## [WHAT IS EXPECTED]
Rewrite the lines below as a numbered list, omitting any blank lines and leaving out the pictures.

## [ROWS]
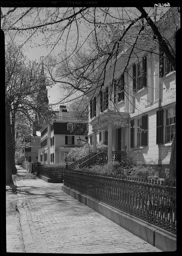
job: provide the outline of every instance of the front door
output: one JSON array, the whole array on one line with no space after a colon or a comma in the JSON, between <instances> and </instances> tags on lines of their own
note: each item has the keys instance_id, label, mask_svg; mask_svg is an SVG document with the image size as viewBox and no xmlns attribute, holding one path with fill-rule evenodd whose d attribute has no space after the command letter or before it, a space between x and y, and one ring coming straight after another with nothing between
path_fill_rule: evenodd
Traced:
<instances>
[{"instance_id":1,"label":"front door","mask_svg":"<svg viewBox=\"0 0 182 256\"><path fill-rule=\"evenodd\" d=\"M118 151L122 150L122 128L118 129Z\"/></svg>"}]
</instances>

## [THE OUTPUT]
1. job: provide the outline of every instance of the front door
2. output: one JSON array, the whole array on one line with no space after a colon or a comma in the JSON, between <instances> and </instances> tags on lines of their own
3. note: each item has the keys instance_id, label, mask_svg; mask_svg is an SVG document with the image size as viewBox and no xmlns attribute, holding one path with fill-rule evenodd whose d attribute has no space after the command letter or before it, a space between x and y, and one ring coming straight after another with nothing between
4. path_fill_rule: evenodd
5. Traced:
6. <instances>
7. [{"instance_id":1,"label":"front door","mask_svg":"<svg viewBox=\"0 0 182 256\"><path fill-rule=\"evenodd\" d=\"M118 151L122 150L122 128L118 129Z\"/></svg>"}]
8. </instances>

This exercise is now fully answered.